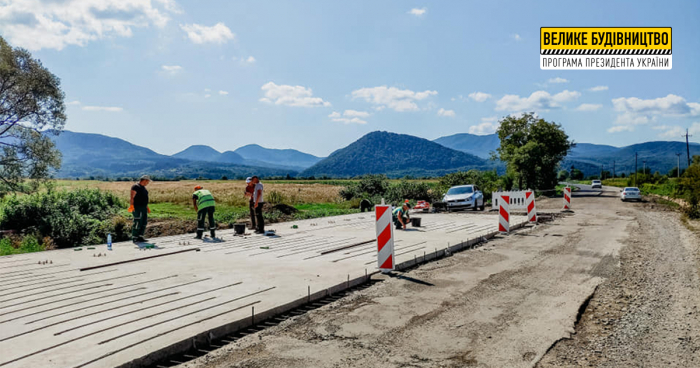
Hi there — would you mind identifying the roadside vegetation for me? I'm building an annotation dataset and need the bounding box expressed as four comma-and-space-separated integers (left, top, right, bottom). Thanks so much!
603, 156, 700, 219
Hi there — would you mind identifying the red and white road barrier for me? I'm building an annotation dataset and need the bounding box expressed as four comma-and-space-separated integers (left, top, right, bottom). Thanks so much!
374, 205, 394, 272
564, 187, 571, 210
498, 195, 510, 234
525, 190, 537, 223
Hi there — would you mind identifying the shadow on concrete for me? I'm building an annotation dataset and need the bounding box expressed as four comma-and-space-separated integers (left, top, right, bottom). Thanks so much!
389, 273, 435, 286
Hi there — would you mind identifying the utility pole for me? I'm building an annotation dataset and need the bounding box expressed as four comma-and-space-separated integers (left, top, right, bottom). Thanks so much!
685, 129, 692, 167
634, 152, 637, 187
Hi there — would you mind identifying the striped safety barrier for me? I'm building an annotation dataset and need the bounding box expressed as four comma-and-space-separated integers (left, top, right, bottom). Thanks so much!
498, 195, 510, 234
374, 205, 394, 272
564, 187, 571, 210
525, 190, 537, 223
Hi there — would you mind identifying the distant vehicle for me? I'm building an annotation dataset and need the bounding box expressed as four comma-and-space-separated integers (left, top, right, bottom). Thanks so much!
442, 185, 484, 211
620, 187, 642, 202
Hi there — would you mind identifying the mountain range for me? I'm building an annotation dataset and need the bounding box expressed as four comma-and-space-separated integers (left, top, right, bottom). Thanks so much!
46, 131, 700, 179
299, 132, 489, 177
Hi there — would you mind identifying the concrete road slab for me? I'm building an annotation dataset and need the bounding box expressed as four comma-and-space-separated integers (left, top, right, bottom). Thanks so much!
0, 212, 526, 367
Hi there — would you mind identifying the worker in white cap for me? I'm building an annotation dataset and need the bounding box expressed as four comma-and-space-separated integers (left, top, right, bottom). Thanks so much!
245, 177, 257, 229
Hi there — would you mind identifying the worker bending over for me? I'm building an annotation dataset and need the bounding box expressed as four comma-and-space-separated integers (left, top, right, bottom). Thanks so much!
192, 185, 216, 239
391, 202, 411, 230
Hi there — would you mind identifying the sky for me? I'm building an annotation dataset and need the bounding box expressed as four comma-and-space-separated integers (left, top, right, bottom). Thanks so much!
0, 0, 700, 156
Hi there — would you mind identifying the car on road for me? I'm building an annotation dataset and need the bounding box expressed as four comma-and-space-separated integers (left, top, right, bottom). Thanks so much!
620, 187, 642, 202
442, 185, 484, 211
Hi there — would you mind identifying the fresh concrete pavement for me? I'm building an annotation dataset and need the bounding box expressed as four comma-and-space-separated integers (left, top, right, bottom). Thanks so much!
0, 211, 526, 367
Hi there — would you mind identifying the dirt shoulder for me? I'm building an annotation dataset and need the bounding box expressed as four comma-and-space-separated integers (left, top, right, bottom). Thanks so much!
186, 193, 700, 368
538, 200, 700, 368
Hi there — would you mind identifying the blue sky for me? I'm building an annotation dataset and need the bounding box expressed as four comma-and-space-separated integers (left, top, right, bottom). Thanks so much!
0, 0, 700, 156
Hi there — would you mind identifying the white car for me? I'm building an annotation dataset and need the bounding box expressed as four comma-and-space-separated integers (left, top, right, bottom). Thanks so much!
620, 187, 642, 202
442, 185, 484, 211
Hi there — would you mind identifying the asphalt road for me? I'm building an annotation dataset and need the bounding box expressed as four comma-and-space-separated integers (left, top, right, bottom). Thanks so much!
187, 185, 700, 368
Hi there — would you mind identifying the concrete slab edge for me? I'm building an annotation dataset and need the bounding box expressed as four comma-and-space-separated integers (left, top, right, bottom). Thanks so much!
116, 221, 527, 368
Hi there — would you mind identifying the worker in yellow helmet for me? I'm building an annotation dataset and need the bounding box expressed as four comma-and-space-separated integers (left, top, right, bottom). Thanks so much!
192, 185, 216, 239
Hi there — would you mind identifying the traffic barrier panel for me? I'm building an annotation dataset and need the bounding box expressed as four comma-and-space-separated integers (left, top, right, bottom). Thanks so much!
374, 205, 394, 272
564, 187, 571, 210
525, 190, 537, 223
498, 194, 510, 234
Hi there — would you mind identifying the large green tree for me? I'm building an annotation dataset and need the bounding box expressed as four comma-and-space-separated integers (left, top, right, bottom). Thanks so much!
0, 37, 66, 196
496, 113, 575, 189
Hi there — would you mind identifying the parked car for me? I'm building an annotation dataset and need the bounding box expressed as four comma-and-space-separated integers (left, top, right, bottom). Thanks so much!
442, 185, 484, 211
620, 187, 642, 202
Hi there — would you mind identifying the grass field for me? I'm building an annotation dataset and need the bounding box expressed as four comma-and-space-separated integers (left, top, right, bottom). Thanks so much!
56, 180, 356, 223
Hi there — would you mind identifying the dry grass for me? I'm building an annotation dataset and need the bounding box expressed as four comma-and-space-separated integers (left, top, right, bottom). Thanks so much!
56, 180, 343, 206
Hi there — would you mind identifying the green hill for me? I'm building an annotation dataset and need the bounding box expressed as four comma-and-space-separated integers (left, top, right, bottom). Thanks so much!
234, 144, 322, 169
299, 132, 488, 177
433, 133, 501, 159
51, 131, 298, 178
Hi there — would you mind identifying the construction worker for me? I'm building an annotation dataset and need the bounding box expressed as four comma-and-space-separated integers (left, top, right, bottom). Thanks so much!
129, 175, 151, 243
245, 177, 257, 230
391, 202, 411, 230
251, 176, 265, 234
192, 185, 216, 239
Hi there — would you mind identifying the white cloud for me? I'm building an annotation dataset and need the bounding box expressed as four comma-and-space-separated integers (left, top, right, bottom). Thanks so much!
438, 108, 455, 118
0, 0, 178, 51
343, 110, 370, 118
160, 65, 182, 75
231, 56, 257, 66
408, 8, 428, 17
652, 125, 685, 140
352, 86, 437, 111
576, 104, 603, 111
180, 22, 236, 44
612, 94, 700, 116
608, 94, 700, 131
260, 82, 331, 107
688, 121, 700, 134
588, 86, 608, 92
496, 90, 581, 111
469, 116, 500, 135
83, 106, 124, 112
470, 92, 491, 102
608, 125, 634, 133
328, 110, 370, 124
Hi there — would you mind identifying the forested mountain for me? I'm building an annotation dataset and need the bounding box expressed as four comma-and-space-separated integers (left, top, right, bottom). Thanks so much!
300, 132, 488, 177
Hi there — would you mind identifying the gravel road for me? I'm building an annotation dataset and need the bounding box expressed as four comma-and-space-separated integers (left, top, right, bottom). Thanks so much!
185, 189, 700, 368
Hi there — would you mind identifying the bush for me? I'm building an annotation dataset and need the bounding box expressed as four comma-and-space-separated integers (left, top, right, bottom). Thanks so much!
0, 235, 45, 256
0, 189, 126, 247
678, 156, 700, 219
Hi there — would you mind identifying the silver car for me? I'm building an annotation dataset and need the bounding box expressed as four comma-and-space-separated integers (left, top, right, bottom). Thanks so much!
442, 185, 484, 211
620, 187, 642, 202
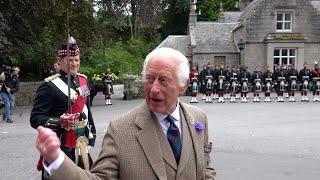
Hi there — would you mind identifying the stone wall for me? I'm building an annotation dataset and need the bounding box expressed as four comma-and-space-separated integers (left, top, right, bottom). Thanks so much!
15, 82, 42, 106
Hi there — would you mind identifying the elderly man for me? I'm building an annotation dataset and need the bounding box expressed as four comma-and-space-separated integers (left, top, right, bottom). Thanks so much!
36, 48, 215, 180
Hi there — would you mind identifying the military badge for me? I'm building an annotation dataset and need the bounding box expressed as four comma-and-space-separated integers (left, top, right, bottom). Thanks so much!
77, 85, 90, 97
204, 142, 212, 154
194, 121, 206, 132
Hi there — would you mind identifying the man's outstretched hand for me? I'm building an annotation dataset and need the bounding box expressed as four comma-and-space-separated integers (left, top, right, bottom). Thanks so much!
36, 126, 61, 164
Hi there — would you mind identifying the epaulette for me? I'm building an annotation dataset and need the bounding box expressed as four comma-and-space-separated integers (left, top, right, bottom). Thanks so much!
77, 73, 88, 79
44, 73, 60, 82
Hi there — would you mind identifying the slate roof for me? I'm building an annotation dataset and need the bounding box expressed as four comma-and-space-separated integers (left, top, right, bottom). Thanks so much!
194, 22, 238, 53
310, 0, 320, 12
219, 11, 242, 22
157, 35, 190, 56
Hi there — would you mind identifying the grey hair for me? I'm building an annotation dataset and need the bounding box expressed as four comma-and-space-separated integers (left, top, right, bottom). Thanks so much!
141, 47, 190, 87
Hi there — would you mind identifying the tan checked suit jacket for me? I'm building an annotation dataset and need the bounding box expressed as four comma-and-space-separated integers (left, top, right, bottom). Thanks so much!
50, 103, 216, 180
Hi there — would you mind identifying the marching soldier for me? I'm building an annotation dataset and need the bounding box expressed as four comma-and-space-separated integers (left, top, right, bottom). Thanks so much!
275, 65, 287, 102
229, 66, 239, 103
299, 62, 311, 102
225, 66, 231, 99
190, 65, 199, 103
251, 66, 262, 102
216, 63, 227, 103
263, 66, 273, 102
200, 64, 207, 100
205, 63, 215, 103
212, 66, 218, 99
30, 41, 96, 179
311, 63, 320, 102
240, 66, 251, 103
102, 67, 116, 106
287, 64, 299, 102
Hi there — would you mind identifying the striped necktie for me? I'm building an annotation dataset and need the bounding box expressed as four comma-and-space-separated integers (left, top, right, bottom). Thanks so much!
165, 115, 182, 164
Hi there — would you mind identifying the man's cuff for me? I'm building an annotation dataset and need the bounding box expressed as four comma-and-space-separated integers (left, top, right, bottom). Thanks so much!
42, 150, 64, 175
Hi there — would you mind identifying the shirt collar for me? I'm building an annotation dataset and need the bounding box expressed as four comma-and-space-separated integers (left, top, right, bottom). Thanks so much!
154, 100, 180, 121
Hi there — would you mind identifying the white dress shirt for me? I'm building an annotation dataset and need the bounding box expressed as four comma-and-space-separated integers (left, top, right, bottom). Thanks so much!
154, 102, 182, 137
★ ★ ★
**Direction**
Count the lines in the records above that contain the word "grass". Reply with the number only.

**Written answer**
2